## WORK ITEM
Transcribe, word for word and without additions, each line below from the one containing "Look at the photo above. For each instance of the dryer" through the one containing "Look at the photo above. For each instance of the glass", both ends included.

↓

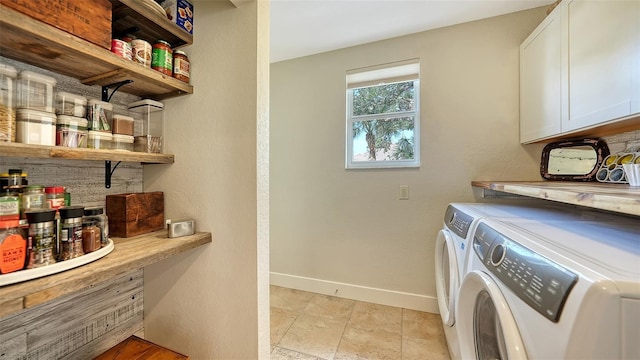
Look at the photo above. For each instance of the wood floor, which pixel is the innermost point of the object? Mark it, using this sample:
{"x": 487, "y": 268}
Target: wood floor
{"x": 308, "y": 326}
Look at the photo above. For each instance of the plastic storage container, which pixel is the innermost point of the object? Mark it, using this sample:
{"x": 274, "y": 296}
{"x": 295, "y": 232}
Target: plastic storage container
{"x": 122, "y": 142}
{"x": 8, "y": 76}
{"x": 71, "y": 104}
{"x": 122, "y": 125}
{"x": 71, "y": 131}
{"x": 35, "y": 91}
{"x": 150, "y": 113}
{"x": 99, "y": 115}
{"x": 35, "y": 127}
{"x": 99, "y": 140}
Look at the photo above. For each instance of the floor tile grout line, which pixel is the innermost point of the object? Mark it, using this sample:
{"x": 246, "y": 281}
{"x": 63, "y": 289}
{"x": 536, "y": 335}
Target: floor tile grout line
{"x": 355, "y": 302}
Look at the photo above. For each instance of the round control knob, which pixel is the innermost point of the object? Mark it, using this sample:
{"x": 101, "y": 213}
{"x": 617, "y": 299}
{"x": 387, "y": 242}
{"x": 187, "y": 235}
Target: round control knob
{"x": 497, "y": 254}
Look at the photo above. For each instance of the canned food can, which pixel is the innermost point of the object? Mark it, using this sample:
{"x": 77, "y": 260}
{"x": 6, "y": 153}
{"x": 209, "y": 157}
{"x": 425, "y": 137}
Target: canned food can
{"x": 162, "y": 58}
{"x": 141, "y": 52}
{"x": 121, "y": 48}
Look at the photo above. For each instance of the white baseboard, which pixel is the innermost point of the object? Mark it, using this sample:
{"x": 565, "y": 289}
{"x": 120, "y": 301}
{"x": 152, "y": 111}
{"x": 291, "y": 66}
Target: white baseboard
{"x": 357, "y": 292}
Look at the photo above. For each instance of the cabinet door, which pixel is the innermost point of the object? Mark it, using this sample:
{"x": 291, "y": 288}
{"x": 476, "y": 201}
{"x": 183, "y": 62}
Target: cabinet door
{"x": 540, "y": 80}
{"x": 603, "y": 56}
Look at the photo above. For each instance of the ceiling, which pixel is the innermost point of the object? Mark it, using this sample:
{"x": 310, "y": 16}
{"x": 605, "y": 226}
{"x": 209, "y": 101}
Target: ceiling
{"x": 305, "y": 27}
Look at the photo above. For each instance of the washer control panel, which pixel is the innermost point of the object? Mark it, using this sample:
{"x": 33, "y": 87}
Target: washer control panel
{"x": 457, "y": 221}
{"x": 541, "y": 283}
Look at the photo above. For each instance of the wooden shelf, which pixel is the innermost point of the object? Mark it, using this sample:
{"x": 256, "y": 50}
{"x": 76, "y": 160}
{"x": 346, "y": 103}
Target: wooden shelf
{"x": 619, "y": 198}
{"x": 28, "y": 40}
{"x": 59, "y": 152}
{"x": 147, "y": 24}
{"x": 129, "y": 254}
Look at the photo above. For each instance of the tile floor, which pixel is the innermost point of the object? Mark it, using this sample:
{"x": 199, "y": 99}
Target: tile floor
{"x": 308, "y": 326}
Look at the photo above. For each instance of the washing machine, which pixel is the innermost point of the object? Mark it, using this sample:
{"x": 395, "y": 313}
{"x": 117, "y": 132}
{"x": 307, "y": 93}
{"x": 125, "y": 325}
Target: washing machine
{"x": 452, "y": 244}
{"x": 552, "y": 289}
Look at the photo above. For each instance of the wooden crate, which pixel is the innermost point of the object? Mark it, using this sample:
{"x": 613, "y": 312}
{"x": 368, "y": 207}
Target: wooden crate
{"x": 86, "y": 19}
{"x": 135, "y": 213}
{"x": 135, "y": 348}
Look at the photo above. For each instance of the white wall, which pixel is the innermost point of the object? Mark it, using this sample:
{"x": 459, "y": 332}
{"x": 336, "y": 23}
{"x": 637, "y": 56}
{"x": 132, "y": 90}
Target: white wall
{"x": 345, "y": 230}
{"x": 212, "y": 302}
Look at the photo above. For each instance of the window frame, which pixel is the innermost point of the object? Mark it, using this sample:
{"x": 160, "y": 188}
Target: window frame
{"x": 350, "y": 119}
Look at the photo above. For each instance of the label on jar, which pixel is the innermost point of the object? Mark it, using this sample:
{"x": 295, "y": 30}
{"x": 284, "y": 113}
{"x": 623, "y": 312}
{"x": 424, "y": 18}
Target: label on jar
{"x": 9, "y": 207}
{"x": 12, "y": 253}
{"x": 181, "y": 68}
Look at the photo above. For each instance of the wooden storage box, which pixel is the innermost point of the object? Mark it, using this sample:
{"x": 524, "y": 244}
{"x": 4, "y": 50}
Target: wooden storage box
{"x": 135, "y": 213}
{"x": 86, "y": 19}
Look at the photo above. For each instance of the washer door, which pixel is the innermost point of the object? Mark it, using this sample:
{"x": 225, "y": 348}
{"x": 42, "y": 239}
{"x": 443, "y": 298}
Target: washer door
{"x": 447, "y": 277}
{"x": 486, "y": 327}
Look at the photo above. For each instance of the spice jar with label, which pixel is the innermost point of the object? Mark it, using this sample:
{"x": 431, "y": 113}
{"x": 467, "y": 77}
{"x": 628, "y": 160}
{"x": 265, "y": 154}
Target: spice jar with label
{"x": 41, "y": 241}
{"x": 181, "y": 66}
{"x": 162, "y": 57}
{"x": 97, "y": 215}
{"x": 8, "y": 93}
{"x": 71, "y": 232}
{"x": 13, "y": 247}
{"x": 91, "y": 236}
{"x": 33, "y": 198}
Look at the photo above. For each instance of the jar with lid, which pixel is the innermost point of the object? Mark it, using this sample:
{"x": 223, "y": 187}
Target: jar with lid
{"x": 71, "y": 232}
{"x": 55, "y": 196}
{"x": 181, "y": 66}
{"x": 36, "y": 91}
{"x": 33, "y": 197}
{"x": 91, "y": 236}
{"x": 41, "y": 241}
{"x": 99, "y": 115}
{"x": 97, "y": 215}
{"x": 9, "y": 205}
{"x": 8, "y": 76}
{"x": 13, "y": 247}
{"x": 162, "y": 57}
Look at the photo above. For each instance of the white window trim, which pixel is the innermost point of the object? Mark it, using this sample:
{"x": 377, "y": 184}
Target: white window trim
{"x": 414, "y": 163}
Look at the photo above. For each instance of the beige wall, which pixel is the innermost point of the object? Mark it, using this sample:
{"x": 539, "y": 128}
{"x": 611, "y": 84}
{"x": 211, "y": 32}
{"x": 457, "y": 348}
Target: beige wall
{"x": 346, "y": 231}
{"x": 212, "y": 302}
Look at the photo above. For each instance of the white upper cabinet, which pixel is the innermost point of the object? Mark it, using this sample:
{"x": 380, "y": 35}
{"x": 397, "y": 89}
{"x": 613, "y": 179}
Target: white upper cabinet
{"x": 540, "y": 81}
{"x": 580, "y": 68}
{"x": 604, "y": 57}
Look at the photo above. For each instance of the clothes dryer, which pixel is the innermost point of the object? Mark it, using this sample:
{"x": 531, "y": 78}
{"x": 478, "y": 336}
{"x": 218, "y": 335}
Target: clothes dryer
{"x": 452, "y": 244}
{"x": 551, "y": 290}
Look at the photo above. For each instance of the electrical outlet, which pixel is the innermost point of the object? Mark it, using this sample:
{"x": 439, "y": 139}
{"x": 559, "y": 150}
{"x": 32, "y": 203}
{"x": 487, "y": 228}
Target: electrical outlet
{"x": 404, "y": 192}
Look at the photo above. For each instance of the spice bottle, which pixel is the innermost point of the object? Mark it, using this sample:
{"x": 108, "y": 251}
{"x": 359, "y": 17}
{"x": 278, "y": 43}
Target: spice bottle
{"x": 162, "y": 57}
{"x": 71, "y": 232}
{"x": 32, "y": 198}
{"x": 41, "y": 239}
{"x": 55, "y": 196}
{"x": 13, "y": 247}
{"x": 97, "y": 215}
{"x": 181, "y": 66}
{"x": 90, "y": 236}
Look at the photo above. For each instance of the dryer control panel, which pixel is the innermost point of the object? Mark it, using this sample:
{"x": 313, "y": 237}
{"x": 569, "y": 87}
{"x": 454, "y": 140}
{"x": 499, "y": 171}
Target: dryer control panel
{"x": 457, "y": 221}
{"x": 541, "y": 283}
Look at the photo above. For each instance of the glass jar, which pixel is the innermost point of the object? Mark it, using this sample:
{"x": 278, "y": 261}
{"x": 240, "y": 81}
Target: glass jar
{"x": 9, "y": 205}
{"x": 8, "y": 76}
{"x": 91, "y": 237}
{"x": 13, "y": 247}
{"x": 71, "y": 232}
{"x": 97, "y": 215}
{"x": 181, "y": 66}
{"x": 55, "y": 196}
{"x": 33, "y": 198}
{"x": 42, "y": 239}
{"x": 162, "y": 57}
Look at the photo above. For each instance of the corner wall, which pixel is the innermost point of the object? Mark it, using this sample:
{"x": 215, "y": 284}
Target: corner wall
{"x": 210, "y": 303}
{"x": 344, "y": 232}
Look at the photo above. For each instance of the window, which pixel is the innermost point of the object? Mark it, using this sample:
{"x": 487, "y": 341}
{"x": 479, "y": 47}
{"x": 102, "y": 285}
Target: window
{"x": 383, "y": 116}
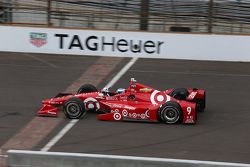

↑

## ANSWER TO THIS TASK
Look at the photo above. For each instance of the dryer control panel, which pixel is the innermost point of the object? Mark it, using this sample:
{"x": 313, "y": 237}
{"x": 569, "y": 87}
{"x": 454, "y": 140}
{"x": 499, "y": 171}
Target: dryer control panel
{"x": 457, "y": 221}
{"x": 541, "y": 283}
Look at the photo above. For each instance of the glass jar, which pixel is the innermost point of the object? Mark it, using this sample:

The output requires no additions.